Nenne alle Lehren, die Alexandre de Juniac im Interviewauszug unten aus dem Flug von Solar Impulse zieht.

TEXTAUSZUG:
○ ○ ○ ○ ○ ○ ○

Herr de Juniac, die IATA hat den Treibstofflosen Flug von Solar Impulse um die Welt unterstützt. Was lernen wir daraus über das Potenzial der Luftfahrt?
Alexandre de Juniac: Das lehrt uns verschiedene Dinge. Zuerst sagt es uns, dass die Luftfahrt an vorderster Front steht bei Innovationen. Das war historisch gesehen schon immer der Fall. Wir bereiten den Weg für saubere Energien im Verkehrswesen und zum Erhalt unseres Planeten, indem wir andere Treibstoffe als fossile benutzen. Zweitens setzt es ein Zeichen der Hoffnung, dass die Menschheit Dinge besser machen kann. Und drittens haben Bertrand Piccard und André Borschberg gezeigt, dass Beharrlichkeit der absolut entscheidende Faktor beim Verfolgen einer Idee oder eines Traums ist. Bedenken Sie: Die beiden starteten dieses Projekt vor über zwölf Jahren.

○ ○ ○ ○ ○ ○ ○

Gespeicherte Dateneinträge

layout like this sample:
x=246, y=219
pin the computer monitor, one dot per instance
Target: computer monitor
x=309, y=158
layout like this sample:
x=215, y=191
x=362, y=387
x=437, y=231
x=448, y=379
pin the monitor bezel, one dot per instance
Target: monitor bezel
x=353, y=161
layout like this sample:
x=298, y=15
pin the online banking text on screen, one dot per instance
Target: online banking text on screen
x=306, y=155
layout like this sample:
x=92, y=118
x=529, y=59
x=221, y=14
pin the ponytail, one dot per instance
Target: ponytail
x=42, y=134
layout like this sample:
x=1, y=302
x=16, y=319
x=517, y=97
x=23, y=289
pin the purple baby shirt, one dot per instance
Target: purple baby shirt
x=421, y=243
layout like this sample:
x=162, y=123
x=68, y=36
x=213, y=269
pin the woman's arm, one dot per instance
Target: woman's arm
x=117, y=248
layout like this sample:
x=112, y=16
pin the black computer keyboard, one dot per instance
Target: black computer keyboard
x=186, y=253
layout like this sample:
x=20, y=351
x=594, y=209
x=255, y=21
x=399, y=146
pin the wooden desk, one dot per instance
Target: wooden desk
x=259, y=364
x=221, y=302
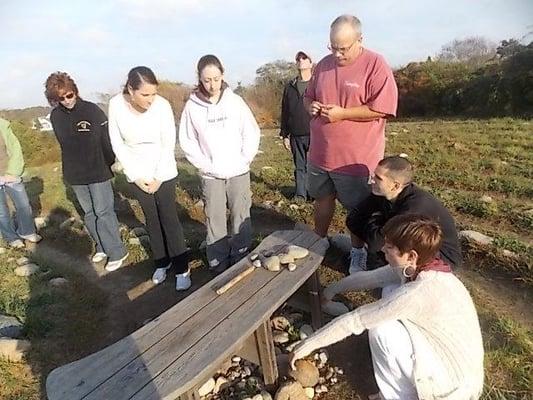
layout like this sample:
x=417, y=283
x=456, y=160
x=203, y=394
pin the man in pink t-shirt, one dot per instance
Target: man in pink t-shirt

○ ○ ○ ○ ○ ○ ○

LÖSUNG:
1. Die Luftfahrt steht an vorderster Front bei Innovationen.
2. Der Flug setzt ein Zeichen der Hoffnung, dass die Menschheit Dinge besser machen kann.
3. Beharrlichkeit ist der absolut entscheidende Faktor beim Verfolgen einer Idee oder eines Traums. Das haben Bertrand Piccard und André Borschberg gezeigt.